───── DATA PROVIDED

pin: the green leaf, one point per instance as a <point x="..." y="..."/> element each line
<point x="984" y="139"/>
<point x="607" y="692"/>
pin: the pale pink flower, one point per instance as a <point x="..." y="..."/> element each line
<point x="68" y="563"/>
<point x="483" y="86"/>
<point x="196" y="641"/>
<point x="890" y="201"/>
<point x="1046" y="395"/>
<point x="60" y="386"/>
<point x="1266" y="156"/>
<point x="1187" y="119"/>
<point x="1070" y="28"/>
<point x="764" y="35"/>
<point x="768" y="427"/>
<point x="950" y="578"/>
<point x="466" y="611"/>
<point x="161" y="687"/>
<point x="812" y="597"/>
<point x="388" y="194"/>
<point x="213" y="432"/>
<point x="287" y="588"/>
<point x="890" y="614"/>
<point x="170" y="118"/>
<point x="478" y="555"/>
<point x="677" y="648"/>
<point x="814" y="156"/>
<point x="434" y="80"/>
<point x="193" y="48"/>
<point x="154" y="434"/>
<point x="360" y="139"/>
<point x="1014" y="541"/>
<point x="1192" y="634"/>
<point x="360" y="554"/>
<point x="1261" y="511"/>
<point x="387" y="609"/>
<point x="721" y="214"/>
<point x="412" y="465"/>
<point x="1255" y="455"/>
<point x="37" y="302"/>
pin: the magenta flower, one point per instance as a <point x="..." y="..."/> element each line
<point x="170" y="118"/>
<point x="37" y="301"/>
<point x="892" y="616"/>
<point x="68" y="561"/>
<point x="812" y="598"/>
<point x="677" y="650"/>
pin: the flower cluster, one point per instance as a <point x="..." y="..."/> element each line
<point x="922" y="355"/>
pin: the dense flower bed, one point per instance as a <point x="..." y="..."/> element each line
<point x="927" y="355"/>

──────────

**WHAT YOU HAVE TO DO**
Reproduce the whole listing, exactly.

**EXERCISE OUTPUT**
pin: the green leaf, one point per instance as a <point x="..." y="..."/> element each line
<point x="984" y="139"/>
<point x="607" y="692"/>
pin: the pale pink flower, one point per instance as a <point x="..." y="..."/> element each line
<point x="68" y="563"/>
<point x="483" y="86"/>
<point x="196" y="641"/>
<point x="890" y="201"/>
<point x="1046" y="395"/>
<point x="60" y="386"/>
<point x="1266" y="156"/>
<point x="1187" y="119"/>
<point x="1070" y="28"/>
<point x="764" y="35"/>
<point x="768" y="427"/>
<point x="950" y="578"/>
<point x="466" y="611"/>
<point x="161" y="687"/>
<point x="812" y="597"/>
<point x="388" y="194"/>
<point x="213" y="432"/>
<point x="287" y="588"/>
<point x="890" y="614"/>
<point x="170" y="118"/>
<point x="478" y="555"/>
<point x="677" y="648"/>
<point x="814" y="156"/>
<point x="434" y="80"/>
<point x="193" y="48"/>
<point x="154" y="434"/>
<point x="360" y="139"/>
<point x="1014" y="541"/>
<point x="1192" y="634"/>
<point x="360" y="554"/>
<point x="1261" y="511"/>
<point x="387" y="609"/>
<point x="721" y="214"/>
<point x="412" y="465"/>
<point x="1255" y="455"/>
<point x="37" y="302"/>
pin: the magenta flower, one point per instance as a <point x="..." y="..."/> element each line
<point x="170" y="118"/>
<point x="37" y="301"/>
<point x="892" y="616"/>
<point x="68" y="561"/>
<point x="812" y="598"/>
<point x="677" y="650"/>
pin: the flower cluster, one point per instance as a <point x="..." y="..."/> element each line
<point x="922" y="355"/>
pin: the dense flower bed, one point per instance as a <point x="..." y="..."/> element each line
<point x="927" y="355"/>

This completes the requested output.